DOCUMENT TEXT:
++++++++++

I’ve since recharged enough to progress the package to something I’m content to publicise - the last task was to unit test as much as possible. The main functions are now just wrappers that handle things like on-disk file creation and parallel processing, whereas before they contained a lot of sub-functions that did the actual work of disaggregation. The wrappers still make life a lot easier for the end user, but the important parts of the process like polygon sampling are now separated, documented and covered by unit tests so its clear to everyone that they do what they ought to. I’m not actually sure how best to extend unit test coverage beyond where it is now (ideas welcome!), but I’m confident that the package works as it should.

Learning resources

Throughout this project I’ve been very reliant on free online learning resources, as not many people in my workplace do any kind of programming, and there was no funding for formal training. Resources I found invaluable include:

  • Twitter: Twitter is amazing for #rstats. Following the right people and hashtags kept me up to date with everything from Big Stuff like new R packages to useful little tips like ‘use file.path() instead of paste0()’. The only downside is managing the onslaught of new ideas; this is a very fast-moving space.
  • rweekly.org has become a fantastic digest of all things #rstats.
  • GIS-SE and Stack Overflow - I know SE sites have an intimidating reputation, but its still worth wading in, you just have to pay attention to the social norms there. They do exist for a reason, which others have mentioned but bears repeating: I solved at least half a dozen major problems I was having without even asking a question. The act of trying to formulate an acceptable question that wouldn’t get locked led me straight to the solution. Better than a rubber duck. I’d like to think I’ve given back a bit, too.
  • Edzer Pebesma’s vignettes for sf, and his blog posts on r-spatial were invaluable for the move from sp to sf, and to gaining a deeper understanding of how spatial data stuff really works. This is something that a lot of point-and-click GIS users don’t even realise they don’t understand - I’ve had some uncomfortable Dunning-Kruger moments this past year, but I’m better off for it.
  • GitHub issues pages - if your problem is not on SE, its probably here.
  • Hadley Wickham’s online books ‘R for Data Science’ and ‘R packages’ (especially the latter). I know, me and everyone else, but they’re popular for a reason.

++++++++++

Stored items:
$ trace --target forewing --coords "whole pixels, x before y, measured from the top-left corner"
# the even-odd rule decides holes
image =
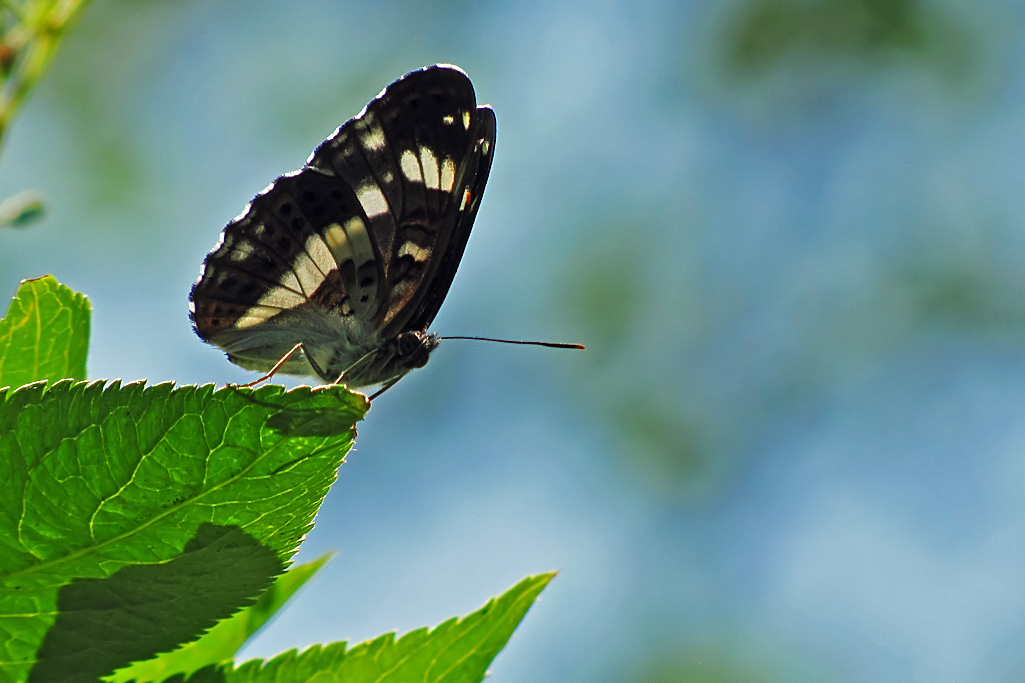
[[[495,117],[456,67],[407,74],[314,152],[308,165],[355,188],[384,265],[385,338],[425,329],[462,256],[491,168]]]
[[[456,67],[407,74],[232,220],[192,292],[197,333],[243,367],[344,368],[438,313],[494,152]],[[320,372],[315,371],[315,367]]]

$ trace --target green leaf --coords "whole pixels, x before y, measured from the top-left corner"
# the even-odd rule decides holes
[[[340,387],[0,390],[0,680],[95,680],[251,603],[366,408]]]
[[[90,310],[52,275],[23,280],[0,320],[0,387],[85,378]]]
[[[208,667],[189,683],[478,683],[554,573],[528,576],[461,619],[417,629],[396,640],[387,634],[346,649],[345,643],[291,650],[238,669]],[[167,683],[182,682],[175,676]]]
[[[330,555],[324,555],[313,562],[291,567],[277,578],[255,604],[224,619],[199,640],[173,652],[122,669],[105,680],[112,683],[131,680],[161,681],[172,674],[189,673],[208,665],[230,661],[246,640],[274,616],[329,559]]]

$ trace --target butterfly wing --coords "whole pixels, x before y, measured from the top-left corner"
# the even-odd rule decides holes
[[[435,66],[393,83],[352,124],[306,163],[364,198],[383,264],[385,298],[375,319],[382,334],[426,329],[448,293],[484,193],[494,112],[477,106],[461,70]]]
[[[495,118],[455,67],[407,74],[225,227],[192,291],[203,339],[265,371],[331,380],[408,330],[451,285]],[[355,377],[352,386],[387,377]]]

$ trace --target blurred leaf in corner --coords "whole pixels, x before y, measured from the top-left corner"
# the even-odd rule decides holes
[[[43,216],[43,198],[32,190],[0,201],[0,228],[25,228]]]
[[[871,68],[903,58],[949,80],[972,71],[968,32],[942,8],[914,0],[749,0],[726,44],[727,69],[741,78],[837,59]]]
[[[85,4],[85,0],[7,0],[0,5],[0,143]]]

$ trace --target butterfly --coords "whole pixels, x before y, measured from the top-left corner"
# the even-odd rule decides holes
[[[406,74],[228,224],[190,295],[196,333],[264,377],[384,391],[439,345],[494,151],[461,69]]]

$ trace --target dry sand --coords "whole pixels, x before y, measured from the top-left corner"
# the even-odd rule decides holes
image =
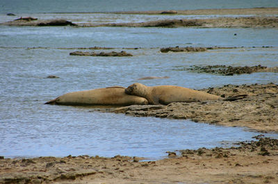
[[[131,106],[105,111],[278,132],[277,85],[229,85],[202,90],[226,97],[248,97],[236,101]],[[155,161],[120,156],[2,158],[0,183],[278,183],[278,140],[258,139],[239,147],[183,150],[179,156],[170,152],[169,158]]]
[[[181,152],[144,162],[120,156],[2,159],[0,183],[278,183],[277,140]]]

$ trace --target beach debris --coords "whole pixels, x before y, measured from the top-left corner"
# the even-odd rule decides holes
[[[82,52],[82,51],[74,51],[70,53],[71,56],[133,56],[132,54],[126,53],[126,51],[122,51],[120,52],[100,52],[100,53],[95,53],[95,52]]]

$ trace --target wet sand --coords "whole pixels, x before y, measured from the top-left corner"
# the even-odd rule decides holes
[[[277,140],[139,158],[81,156],[0,160],[1,183],[277,183]]]
[[[277,15],[277,12],[278,8],[274,8],[186,10],[177,13],[261,16]],[[234,26],[242,27],[277,26],[277,17],[272,17],[270,22],[258,23],[263,19],[269,20],[268,17],[256,17],[216,18],[213,21],[219,22],[220,25],[227,24],[224,22],[227,21],[234,22]],[[253,23],[248,24],[250,19]],[[245,20],[245,24],[236,24],[238,20]],[[231,27],[229,24],[227,26]],[[131,106],[99,110],[132,116],[188,119],[196,122],[278,133],[277,84],[228,85],[202,90],[223,97],[243,94],[248,96],[236,101],[172,103],[168,106]],[[168,158],[154,161],[141,162],[140,158],[120,156],[112,158],[88,156],[27,159],[0,157],[0,183],[278,183],[277,140],[257,139],[256,142],[241,142],[239,147],[183,150],[178,156],[176,154],[179,151],[170,152]]]
[[[202,90],[224,97],[248,96],[236,101],[172,103],[101,110],[278,133],[277,85],[228,85]],[[256,138],[256,142],[239,143],[239,147],[169,152],[168,158],[153,161],[120,156],[0,158],[0,183],[277,183],[278,140]]]
[[[277,85],[227,85],[202,91],[225,98],[239,94],[247,94],[247,97],[236,101],[176,102],[167,106],[131,106],[106,110],[132,116],[191,119],[196,122],[245,126],[261,132],[278,133]]]

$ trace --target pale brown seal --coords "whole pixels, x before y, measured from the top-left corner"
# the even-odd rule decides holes
[[[207,100],[220,100],[223,98],[204,92],[179,86],[159,85],[148,87],[140,83],[129,85],[125,92],[144,97],[149,104],[167,105],[171,102],[194,102]]]
[[[148,104],[146,99],[126,94],[124,89],[123,87],[114,86],[70,92],[47,101],[45,104],[121,106]]]

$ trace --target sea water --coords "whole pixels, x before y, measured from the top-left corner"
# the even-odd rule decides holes
[[[69,20],[76,22],[131,22],[167,18],[113,13],[61,15],[41,12],[33,15],[46,19],[67,16]],[[28,12],[22,15],[30,15]],[[97,18],[92,19],[92,16]],[[2,22],[10,19],[3,14],[0,17]],[[275,28],[0,26],[0,155],[110,157],[120,154],[158,159],[166,156],[167,151],[210,148],[223,146],[223,142],[252,140],[252,137],[259,133],[247,128],[190,120],[133,117],[103,113],[91,107],[43,103],[66,92],[113,85],[127,87],[138,82],[193,89],[227,84],[278,83],[277,73],[223,76],[177,69],[208,65],[276,67],[277,35]],[[70,56],[74,51],[91,51],[79,47],[95,46],[113,48],[96,51],[124,50],[133,56]],[[159,51],[162,47],[175,46],[237,49],[198,53]],[[47,78],[49,75],[59,78]],[[149,76],[170,78],[138,80]],[[276,134],[267,135],[277,137]]]

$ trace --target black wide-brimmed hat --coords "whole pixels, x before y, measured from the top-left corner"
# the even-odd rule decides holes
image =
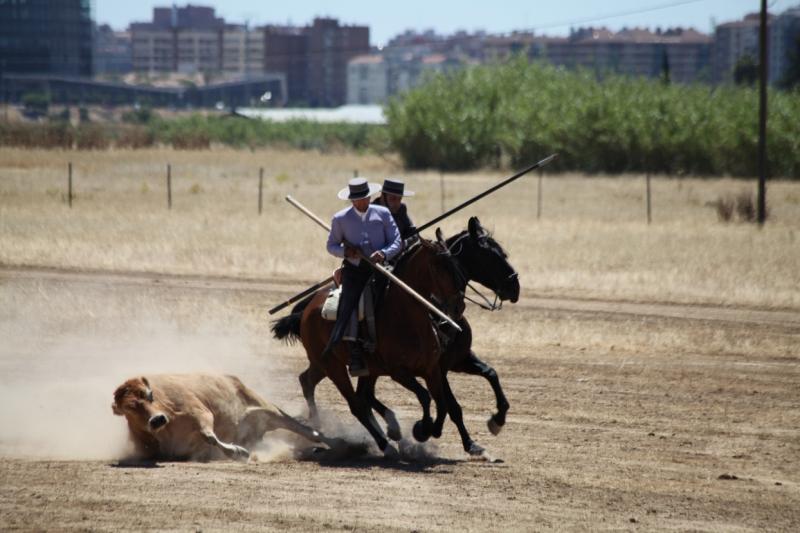
[[[403,183],[403,180],[399,180],[397,178],[386,178],[383,180],[383,188],[381,192],[385,192],[387,194],[396,194],[398,196],[414,196],[414,191],[407,191],[405,190],[406,184]]]
[[[377,183],[369,183],[364,178],[353,178],[347,182],[347,187],[339,191],[337,196],[340,200],[359,200],[372,196],[381,190]]]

++++++++++

Pick up the R package write-up after its last sentence and write a continuation of it.

ANSWER TO THE PROBLEM:
  • Yihui Xie’s knitr documentation: https://yihui.name/knitr/options/#chunk_options may as well have been my homepage for while there.
  • Kieran Healy’s ‘Data Visualisation: A practical introduction’. This is just so well-written, it doesn’t matter that its not aimed at my field. It works well as a general intro to R and to best-practice data visualisation, as well as providing specific coding instruction.

Honourable mention for the upcoming ‘Geocomputation with R’ ebook, which came along a little too late for me, but is worth a read for anyone new to this space. It’ll save you a lot of time. The RStudio community forums also launched recently and they’re pretty cool.

Where to from here?

  • At some point I should consider a CRAN submission, but that can wait until the various versions of R-based DSMART code have been reconciled. I don’t think anyone wants multiple versions of the same idea on CRAN, and I’ve had a few idle chats with Nathan Odgers and Brendan Malone about combining our efforts. Herding soil scientists is worse than herding cats though, so don’t hold your breath :P
  • Oh gosh stars is coming! I might be able to move away from sp/raster later this year, which will be nice as dsmartr’s dependency list is quite long. Not going to bother until stars is on CRAN, though.
  • Train myself to type ‘dsmartr’ correctly the first time instead of having to constantly change it from dsamrtr *sigh*

Ok, I’ve rambled enough. Next time, how to DSMART.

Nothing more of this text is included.